**ESTRATTO DEL DOCUMENTO:**
La prima denuncia relativa a questi reati venne presentata nel 1996. Le lungaggini processuali, che hanno accompagnato le vicende politiche argentine, hanno protratto l’inizio del dibattimento fino allo scorso 28 febbraio. Nell’ottobre dello scorso anno, chiese di deporre in anticipo, data la veneranda etá di 86 anni, María Isabel Choribik de Mariani, fondatrice delle Abuelas. «Sono più di 33 anni di incertezze – ha dichiarato la nonna a suo tempo –. È una tortura continua, un coltello nel cuore, con la speranza di poter un giorno ritrovare mia nipote».

 Il Paese si avvia così a completare l’azione di giustizia nei confronti di una dittatura che si macchiò di reati di secuestro, tortura e dell’assassinio di circa 30 mila cittadini in condizioni di assoluta illegalità. Sebbene molti fossero legati alla guerriglia, molti altri erano "colpevoli" in realtà solo di attività politica o sindacale. La scomparsa, nel 2006, di Jorge Julio López, un testimone chiave in uno dei processi contro i repressori, getta una ombra sulla cicatrizzazione di questa ferita ancora aperta nella storia argentina.

**DATI FORNITI:**
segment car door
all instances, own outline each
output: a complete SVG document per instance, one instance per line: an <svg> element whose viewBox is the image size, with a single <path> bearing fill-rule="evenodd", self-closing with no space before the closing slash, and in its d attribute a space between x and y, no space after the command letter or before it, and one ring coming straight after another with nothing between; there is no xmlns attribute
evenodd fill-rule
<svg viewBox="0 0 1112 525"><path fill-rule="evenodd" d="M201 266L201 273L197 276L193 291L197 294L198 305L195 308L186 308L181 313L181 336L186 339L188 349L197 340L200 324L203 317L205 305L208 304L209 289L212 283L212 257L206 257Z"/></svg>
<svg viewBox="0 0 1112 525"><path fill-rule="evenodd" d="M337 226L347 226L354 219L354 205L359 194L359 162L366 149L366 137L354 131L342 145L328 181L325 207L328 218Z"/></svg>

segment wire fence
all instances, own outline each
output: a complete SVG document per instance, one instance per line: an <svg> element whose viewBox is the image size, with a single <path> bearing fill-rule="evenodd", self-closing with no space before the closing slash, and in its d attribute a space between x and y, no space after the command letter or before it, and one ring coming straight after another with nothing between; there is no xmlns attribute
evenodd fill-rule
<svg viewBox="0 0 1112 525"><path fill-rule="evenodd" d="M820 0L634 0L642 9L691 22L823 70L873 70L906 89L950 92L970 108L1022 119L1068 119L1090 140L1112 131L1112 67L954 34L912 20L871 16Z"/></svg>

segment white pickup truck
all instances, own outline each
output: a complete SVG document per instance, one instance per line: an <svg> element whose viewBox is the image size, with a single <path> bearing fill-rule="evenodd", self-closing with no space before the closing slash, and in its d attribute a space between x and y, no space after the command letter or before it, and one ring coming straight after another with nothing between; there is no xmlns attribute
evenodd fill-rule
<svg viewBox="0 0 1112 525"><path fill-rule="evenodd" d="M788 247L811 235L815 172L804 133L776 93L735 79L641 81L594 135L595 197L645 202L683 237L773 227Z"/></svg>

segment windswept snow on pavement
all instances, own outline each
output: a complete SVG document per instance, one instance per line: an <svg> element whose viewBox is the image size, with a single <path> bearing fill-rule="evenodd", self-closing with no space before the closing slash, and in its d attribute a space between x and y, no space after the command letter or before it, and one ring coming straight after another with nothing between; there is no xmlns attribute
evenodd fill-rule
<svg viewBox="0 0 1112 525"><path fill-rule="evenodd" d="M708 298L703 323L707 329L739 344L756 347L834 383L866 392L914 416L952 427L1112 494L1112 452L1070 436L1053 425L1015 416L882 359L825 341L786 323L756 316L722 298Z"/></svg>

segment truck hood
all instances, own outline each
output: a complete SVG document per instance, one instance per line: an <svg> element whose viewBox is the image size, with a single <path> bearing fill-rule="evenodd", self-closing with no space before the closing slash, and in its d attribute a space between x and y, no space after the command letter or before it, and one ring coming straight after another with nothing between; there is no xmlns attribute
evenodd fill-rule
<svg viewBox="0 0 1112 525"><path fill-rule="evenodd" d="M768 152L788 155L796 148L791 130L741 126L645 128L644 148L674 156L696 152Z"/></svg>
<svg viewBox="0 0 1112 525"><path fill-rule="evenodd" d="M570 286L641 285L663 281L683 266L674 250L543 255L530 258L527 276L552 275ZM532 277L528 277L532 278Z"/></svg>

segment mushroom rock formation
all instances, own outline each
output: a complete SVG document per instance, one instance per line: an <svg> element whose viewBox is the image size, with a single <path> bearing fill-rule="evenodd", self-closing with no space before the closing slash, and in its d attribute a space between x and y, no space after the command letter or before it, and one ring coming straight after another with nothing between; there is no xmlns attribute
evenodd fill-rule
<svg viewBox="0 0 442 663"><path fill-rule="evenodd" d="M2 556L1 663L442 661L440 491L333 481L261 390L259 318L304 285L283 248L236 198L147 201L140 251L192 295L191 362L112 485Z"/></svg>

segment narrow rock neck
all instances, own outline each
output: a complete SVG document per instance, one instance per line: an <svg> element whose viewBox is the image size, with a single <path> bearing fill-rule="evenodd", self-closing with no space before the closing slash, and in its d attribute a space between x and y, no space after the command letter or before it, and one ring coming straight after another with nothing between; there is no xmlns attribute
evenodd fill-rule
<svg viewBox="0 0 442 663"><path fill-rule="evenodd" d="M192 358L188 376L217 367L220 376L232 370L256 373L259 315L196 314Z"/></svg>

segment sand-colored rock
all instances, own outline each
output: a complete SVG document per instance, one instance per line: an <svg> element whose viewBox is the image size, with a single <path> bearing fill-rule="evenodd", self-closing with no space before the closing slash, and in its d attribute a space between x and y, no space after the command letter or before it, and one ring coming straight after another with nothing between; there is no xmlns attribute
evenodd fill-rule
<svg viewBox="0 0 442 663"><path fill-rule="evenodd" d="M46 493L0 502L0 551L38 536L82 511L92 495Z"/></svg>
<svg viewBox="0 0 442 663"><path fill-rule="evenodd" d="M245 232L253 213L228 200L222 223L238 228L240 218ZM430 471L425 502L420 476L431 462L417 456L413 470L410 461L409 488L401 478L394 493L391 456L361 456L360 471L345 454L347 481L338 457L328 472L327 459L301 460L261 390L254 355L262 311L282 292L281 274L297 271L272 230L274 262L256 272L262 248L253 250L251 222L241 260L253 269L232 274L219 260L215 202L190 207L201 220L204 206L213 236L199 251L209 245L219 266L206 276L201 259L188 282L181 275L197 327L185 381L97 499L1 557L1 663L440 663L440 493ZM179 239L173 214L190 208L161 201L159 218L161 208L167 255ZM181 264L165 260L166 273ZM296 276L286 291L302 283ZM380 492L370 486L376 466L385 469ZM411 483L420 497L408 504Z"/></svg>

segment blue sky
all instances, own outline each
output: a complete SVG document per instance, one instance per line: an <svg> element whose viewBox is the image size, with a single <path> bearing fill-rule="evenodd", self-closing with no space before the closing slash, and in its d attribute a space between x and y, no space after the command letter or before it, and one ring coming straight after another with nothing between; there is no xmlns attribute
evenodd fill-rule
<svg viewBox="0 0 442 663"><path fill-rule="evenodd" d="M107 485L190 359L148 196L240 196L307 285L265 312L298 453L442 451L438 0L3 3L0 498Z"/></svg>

**COSA PRODURRE:** Nell'estratto del documento, per quale motivo María Isabel Choribik de Mariani chiese di deporre in anticipo? Spiegalo in una o due frasi.

**RISPOSTA COMPLETA:** Chiese di deporre in anticipo a causa della sua veneranda età di 86 anni. La richiesta risale all'ottobre dello scorso anno, prima dell'inizio del dibattimento fissato al 28 febbraio.